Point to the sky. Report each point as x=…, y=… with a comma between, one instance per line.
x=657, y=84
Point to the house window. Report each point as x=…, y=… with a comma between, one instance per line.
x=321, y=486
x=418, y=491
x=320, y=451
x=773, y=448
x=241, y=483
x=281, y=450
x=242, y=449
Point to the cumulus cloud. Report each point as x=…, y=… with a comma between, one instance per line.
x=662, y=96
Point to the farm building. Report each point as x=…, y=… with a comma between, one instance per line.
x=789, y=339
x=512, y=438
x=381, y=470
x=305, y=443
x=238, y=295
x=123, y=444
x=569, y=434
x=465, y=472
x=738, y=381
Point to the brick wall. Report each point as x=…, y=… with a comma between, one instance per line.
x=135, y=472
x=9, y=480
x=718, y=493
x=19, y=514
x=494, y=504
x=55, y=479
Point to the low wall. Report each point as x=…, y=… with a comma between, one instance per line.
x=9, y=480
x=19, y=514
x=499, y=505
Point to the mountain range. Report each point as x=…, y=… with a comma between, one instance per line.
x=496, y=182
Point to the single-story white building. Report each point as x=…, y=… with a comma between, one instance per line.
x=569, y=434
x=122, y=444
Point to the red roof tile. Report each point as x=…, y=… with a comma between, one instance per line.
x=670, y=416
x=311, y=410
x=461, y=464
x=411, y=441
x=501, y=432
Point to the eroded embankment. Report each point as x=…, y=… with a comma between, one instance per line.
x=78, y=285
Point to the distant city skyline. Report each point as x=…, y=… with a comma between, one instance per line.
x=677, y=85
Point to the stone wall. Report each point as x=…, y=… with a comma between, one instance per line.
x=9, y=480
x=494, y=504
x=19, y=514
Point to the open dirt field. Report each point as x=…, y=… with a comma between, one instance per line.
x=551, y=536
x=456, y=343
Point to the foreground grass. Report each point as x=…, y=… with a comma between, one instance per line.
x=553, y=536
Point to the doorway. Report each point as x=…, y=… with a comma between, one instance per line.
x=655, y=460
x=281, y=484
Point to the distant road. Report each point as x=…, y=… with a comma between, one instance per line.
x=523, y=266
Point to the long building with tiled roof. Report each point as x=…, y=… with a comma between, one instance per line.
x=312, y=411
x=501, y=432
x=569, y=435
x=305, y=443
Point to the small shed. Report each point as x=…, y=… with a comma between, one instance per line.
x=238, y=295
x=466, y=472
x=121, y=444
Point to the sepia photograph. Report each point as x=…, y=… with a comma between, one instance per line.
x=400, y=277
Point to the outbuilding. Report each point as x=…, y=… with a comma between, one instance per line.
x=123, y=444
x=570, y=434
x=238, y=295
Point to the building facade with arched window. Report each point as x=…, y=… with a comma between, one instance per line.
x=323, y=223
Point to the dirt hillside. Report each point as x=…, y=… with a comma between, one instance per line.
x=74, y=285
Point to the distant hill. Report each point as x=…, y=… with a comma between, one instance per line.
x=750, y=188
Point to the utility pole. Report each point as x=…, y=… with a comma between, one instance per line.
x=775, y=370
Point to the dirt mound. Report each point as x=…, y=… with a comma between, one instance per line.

----

| CHALLENGE |
Reproduce each of the records above verbatim and in their original order, changing nothing.

| EXPECTED OUTPUT |
Point to the sky. Report each point as x=…, y=… with a comma between, one instance per line.
x=657, y=84
Point to the house window. Report each point as x=…, y=… with a comma between, one instance per line.
x=321, y=486
x=418, y=491
x=320, y=451
x=773, y=448
x=241, y=483
x=281, y=450
x=242, y=449
Point to the cumulus cloud. Report each point as x=…, y=… with a comma between, one instance per line.
x=662, y=96
Point to the farm building. Report each point as x=…, y=… with a comma between, one instance per line.
x=789, y=339
x=512, y=438
x=381, y=470
x=305, y=443
x=238, y=295
x=123, y=444
x=569, y=434
x=465, y=472
x=738, y=381
Point to the brick wall. Report each point as x=…, y=… with a comma between, one instance per line.
x=135, y=472
x=9, y=480
x=718, y=493
x=19, y=514
x=494, y=504
x=55, y=479
Point to the low wall. Report each point as x=…, y=… with a comma between, one instance per line.
x=9, y=480
x=19, y=514
x=499, y=505
Point to the mountain range. Report each point as x=…, y=… with a comma between, one instance per line.
x=496, y=182
Point to the single-story white building. Report each point as x=…, y=… with a comma between, one instance per line.
x=569, y=434
x=122, y=444
Point to the red roof tile. Report each point as x=…, y=… with a comma between, one instance per line.
x=670, y=416
x=311, y=410
x=461, y=464
x=411, y=441
x=501, y=432
Point to the eroded embankment. Report each point as x=…, y=… with a comma between, one instance per line.
x=78, y=285
Point to the distant city skyline. Report each point as x=…, y=… with a comma between, one instance per line.
x=677, y=85
Point to the stone wall. Report each point as x=…, y=… with a comma between, one instance per line.
x=9, y=480
x=494, y=504
x=19, y=514
Point to the open dirt field. Report each point as x=…, y=… with a comma between, one instance per line.
x=551, y=536
x=456, y=343
Point to the foreground grass. Report each point as x=…, y=… with a comma between, one instance per line.
x=553, y=536
Point to the doorway. Report each point as x=…, y=… with a comma between, one instance per line.
x=655, y=460
x=281, y=484
Point to the distant road. Report each point as x=…, y=… with a comma between, one instance per line.
x=523, y=266
Point to the long building with tiled roof. Report each point as x=…, y=… with a comma between, one instance per line.
x=312, y=411
x=501, y=432
x=569, y=435
x=305, y=443
Point to the small shed. Report each point as x=…, y=… with a comma between, one instance per line.
x=238, y=295
x=466, y=472
x=121, y=444
Point to the sepia photograph. Report each point as x=…, y=… with a comma between, one instance per line.
x=400, y=277
Point to the outbuilding. Report each point as x=…, y=… with a comma between, one instance per line.
x=123, y=444
x=570, y=434
x=238, y=295
Point to the building facade with arched window. Report each point as x=…, y=… with a comma between, one instance per line.
x=323, y=223
Point to the dirt hillside. Report each point as x=…, y=… with a comma between, one instance per line.
x=74, y=285
Point to the distant hill. Report each point as x=…, y=… with a comma between, one instance per line.
x=750, y=188
Point to the utility pole. Report each point as x=…, y=… with a comma between, one instance per line.
x=775, y=370
Point to the dirt mound. Report each point as x=…, y=… with a comma between, one instance per line.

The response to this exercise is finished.